▶ _What is expected_
Please recast every line of all the records below as a JSON list of strings, one string per line, skipping blank lines and leaving the pictures out.
---
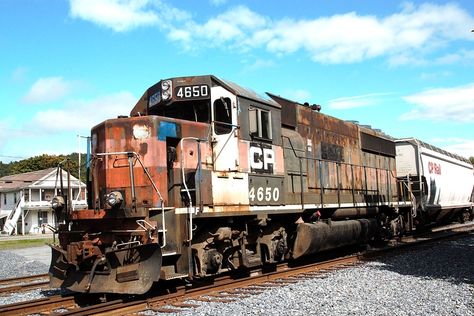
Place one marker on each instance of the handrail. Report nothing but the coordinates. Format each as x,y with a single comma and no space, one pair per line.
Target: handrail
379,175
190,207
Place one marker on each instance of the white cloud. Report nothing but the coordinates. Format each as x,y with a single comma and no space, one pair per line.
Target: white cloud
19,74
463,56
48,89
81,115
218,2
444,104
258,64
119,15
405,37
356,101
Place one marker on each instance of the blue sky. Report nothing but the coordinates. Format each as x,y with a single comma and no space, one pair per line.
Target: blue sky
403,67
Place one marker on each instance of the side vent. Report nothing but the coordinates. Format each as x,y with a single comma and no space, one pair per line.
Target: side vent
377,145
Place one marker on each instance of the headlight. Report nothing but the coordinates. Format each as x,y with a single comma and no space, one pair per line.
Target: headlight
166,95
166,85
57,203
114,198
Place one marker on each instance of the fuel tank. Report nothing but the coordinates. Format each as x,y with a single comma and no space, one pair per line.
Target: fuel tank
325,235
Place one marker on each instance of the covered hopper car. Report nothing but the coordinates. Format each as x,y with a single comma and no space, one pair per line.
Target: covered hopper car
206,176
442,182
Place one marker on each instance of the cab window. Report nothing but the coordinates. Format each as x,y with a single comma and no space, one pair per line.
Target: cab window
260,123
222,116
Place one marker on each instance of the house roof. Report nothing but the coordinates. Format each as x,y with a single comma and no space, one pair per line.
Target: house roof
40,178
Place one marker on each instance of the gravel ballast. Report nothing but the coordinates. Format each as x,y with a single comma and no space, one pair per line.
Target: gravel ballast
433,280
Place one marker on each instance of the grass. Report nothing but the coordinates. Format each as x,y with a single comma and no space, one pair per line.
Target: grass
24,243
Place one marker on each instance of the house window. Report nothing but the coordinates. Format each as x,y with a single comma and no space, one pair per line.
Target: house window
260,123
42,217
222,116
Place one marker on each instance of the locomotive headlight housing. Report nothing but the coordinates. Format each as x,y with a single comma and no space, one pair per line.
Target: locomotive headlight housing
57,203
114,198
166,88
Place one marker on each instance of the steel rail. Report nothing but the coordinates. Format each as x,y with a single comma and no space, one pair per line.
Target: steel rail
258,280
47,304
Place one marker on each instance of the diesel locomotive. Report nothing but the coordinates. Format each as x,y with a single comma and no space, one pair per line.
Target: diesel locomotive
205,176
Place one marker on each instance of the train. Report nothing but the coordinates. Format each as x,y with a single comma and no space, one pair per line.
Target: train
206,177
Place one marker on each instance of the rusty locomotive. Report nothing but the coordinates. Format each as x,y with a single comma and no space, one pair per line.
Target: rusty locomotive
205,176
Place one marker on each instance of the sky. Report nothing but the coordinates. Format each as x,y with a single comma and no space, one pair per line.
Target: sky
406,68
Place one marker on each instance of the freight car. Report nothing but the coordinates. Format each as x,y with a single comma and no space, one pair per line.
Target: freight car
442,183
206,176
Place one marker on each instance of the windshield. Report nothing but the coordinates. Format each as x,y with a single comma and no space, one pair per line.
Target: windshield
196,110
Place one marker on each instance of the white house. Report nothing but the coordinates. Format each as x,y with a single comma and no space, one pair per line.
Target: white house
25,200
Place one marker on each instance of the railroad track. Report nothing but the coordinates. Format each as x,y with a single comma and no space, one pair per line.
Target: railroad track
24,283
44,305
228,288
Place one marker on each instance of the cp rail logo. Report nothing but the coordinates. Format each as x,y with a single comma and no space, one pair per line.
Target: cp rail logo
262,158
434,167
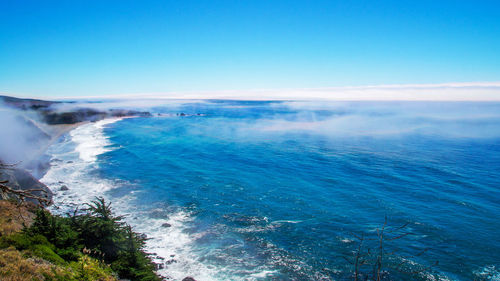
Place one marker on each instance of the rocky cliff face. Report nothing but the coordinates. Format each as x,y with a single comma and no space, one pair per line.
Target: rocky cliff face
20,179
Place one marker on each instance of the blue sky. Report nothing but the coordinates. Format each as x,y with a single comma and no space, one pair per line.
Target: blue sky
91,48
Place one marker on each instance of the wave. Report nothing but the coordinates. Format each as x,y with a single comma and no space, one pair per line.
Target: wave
---
▶ _Expected output_
[
  "Place one marker on each instance of the handrail. Report nothing but the coordinates. Format each as x,y with a single comma and no space, one pair per line.",
  "Target: handrail",
  "379,175",
  "190,207",
  "Place one marker on each instance of the white cloud. Report nothing but the coordinates. Format each as x,y with a single comma and no space, one pair per line.",
  "Target: white cloud",
  "19,74",
  "463,56",
  "48,89",
  "81,115",
  "218,2",
  "444,104",
  "258,64",
  "119,15",
  "405,37",
  "356,101",
  "Place one marker on each instance of the blue sky. Report nothing but the coordinates. Format each as x,y with a single comma and no space, one pair per line.",
  "Target: blue sky",
  "403,67",
  "Place one marker on each instance of the side vent. Report nothing but the coordinates. Format each as x,y with a single comma and no space, one pair per line.",
  "Target: side vent",
  "377,145",
  "Place one marker on each instance of the headlight. Report nothing but the coordinates. Format each as x,y with a single comma and no space, one pair per line.",
  "Target: headlight",
  "166,95",
  "166,85",
  "57,203",
  "114,198",
  "Place one marker on each instance of the fuel tank. Report nothing but the coordinates. Format each as x,y with a single comma and no space, one pair per line.",
  "Target: fuel tank",
  "325,235",
  "Place one marker on each instance of the covered hopper car. Report nothing but the coordinates. Format each as x,y with a single comma and no space, one pair per line.",
  "Target: covered hopper car",
  "206,176",
  "442,182",
  "Place one marker on each instance of the cab window. Report nothing but the coordinates. Format each as x,y with a single comma and no space, one pair per line.",
  "Target: cab window",
  "260,123",
  "222,116",
  "Place one marker on each instance of the house roof. Report nothing but the coordinates. Format each as x,y with a single comma and no space, one pair per line.",
  "Target: house roof",
  "40,178",
  "Place one marker on each instance of the gravel ballast. Report nothing but the coordinates. Format each as x,y with a single comma and no space, one pair per line.",
  "Target: gravel ballast",
  "433,280",
  "Place one marker on each instance of the grass. Report nothing but the coordinates. Format each as x,y with a single comma and no space, one pair per line.",
  "Target: grass",
  "24,243",
  "Place one marker on each instance of the house window. Report nothing but the coordinates. Format each as x,y with a single comma and no space, one pair per line.",
  "Target: house window",
  "260,123",
  "42,217",
  "222,116",
  "Place one marker on each instance of the locomotive headlight housing. Report nothing but the coordinates. Format each as x,y with a single comma and no space, one pair per line.",
  "Target: locomotive headlight housing",
  "57,203",
  "114,198",
  "166,88",
  "Place one marker on each instance of the steel rail. Report nothing but the coordinates. Format each as x,y with a single comma and no space, one pair per line.",
  "Target: steel rail",
  "258,280",
  "47,304",
  "Place one marker on each instance of the diesel locomotive. Report nothing but the coordinates. Format each as x,y with a single comma and no space, one pair per line.",
  "Target: diesel locomotive",
  "205,176",
  "Place one marker on each instance of the train. Report nothing but the coordinates. Format each as x,y with a single comma and no space, one pair per line.",
  "Target: train",
  "206,177",
  "Place one marker on each instance of the rusty locomotive. Report nothing but the coordinates. Format each as x,y with a single comma and no space, one pair per line.",
  "Target: rusty locomotive",
  "205,176",
  "Place one marker on each instance of the sky. Report nothing but the coordinates. Format each as x,y with a single comma and no space, one pair per line.",
  "Target: sky",
  "406,68",
  "Place one marker on each instance of the freight car. Report nothing but the coordinates. Format each as x,y with a single comma and no space, one pair per line.",
  "Target: freight car",
  "442,183",
  "206,176",
  "Place one marker on each instance of the windshield. Report nothing but the coordinates. Format each as x,y with a single comma and no space, one pair per line.",
  "Target: windshield",
  "196,110",
  "Place one marker on each instance of the white house. Report nothing but the coordinates. Format each as x,y with a single comma and no space, one pair per line.",
  "Target: white house",
  "25,200",
  "Place one marker on each instance of the railroad track. Report nothing but the coordinates. Format each as x,y with a single comma and no space, one pair per line.",
  "Target: railroad track",
  "24,283",
  "44,305",
  "228,288",
  "Place one marker on each instance of the cp rail logo. Report nothing but the coordinates. Format each as x,y with a single comma and no space, one pair per line.",
  "Target: cp rail logo",
  "262,158",
  "434,167",
  "Place one marker on each instance of the rocky cliff face. Report nothing but the coordinates. Format each as x,y with a single comma and no space, one pair per line.",
  "Target: rocky cliff face",
  "20,179",
  "Place one marker on each instance of the blue sky. Report nothing but the coordinates. Format each as x,y with a single comma and no space, one pair per line.",
  "Target: blue sky",
  "91,48",
  "Place one marker on each instance of the wave. Report nothing but the coordinates. Format each as x,y with a single comma and no space, one pair per line.",
  "Target: wave"
]